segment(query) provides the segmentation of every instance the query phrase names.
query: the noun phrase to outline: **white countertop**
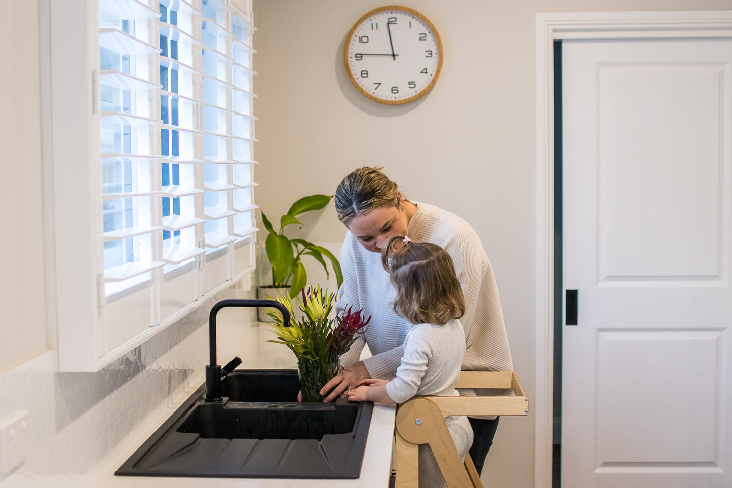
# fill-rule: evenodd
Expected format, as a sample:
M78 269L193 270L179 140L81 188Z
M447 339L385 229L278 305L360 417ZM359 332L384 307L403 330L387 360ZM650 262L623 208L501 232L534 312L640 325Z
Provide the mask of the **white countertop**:
M293 488L320 488L321 487L388 487L391 473L392 446L394 442L394 420L396 405L375 404L368 437L366 440L361 476L357 479L292 479L255 478L178 478L161 476L116 476L114 472L130 456L147 440L163 423L170 417L193 392L190 388L182 393L172 404L164 410L149 426L126 443L123 452L108 468L92 484L93 487L113 488L200 488L201 486L214 488L247 488L282 487Z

§ **Set problem**:
Gather every line of the data above that contains the string "phrase", matching case exactly, and copy each one out in full.

§ **Complete output**:
segment(query) provides the segmentation of every instance the query phrase names.
query: the noun phrase to outline: **white countertop**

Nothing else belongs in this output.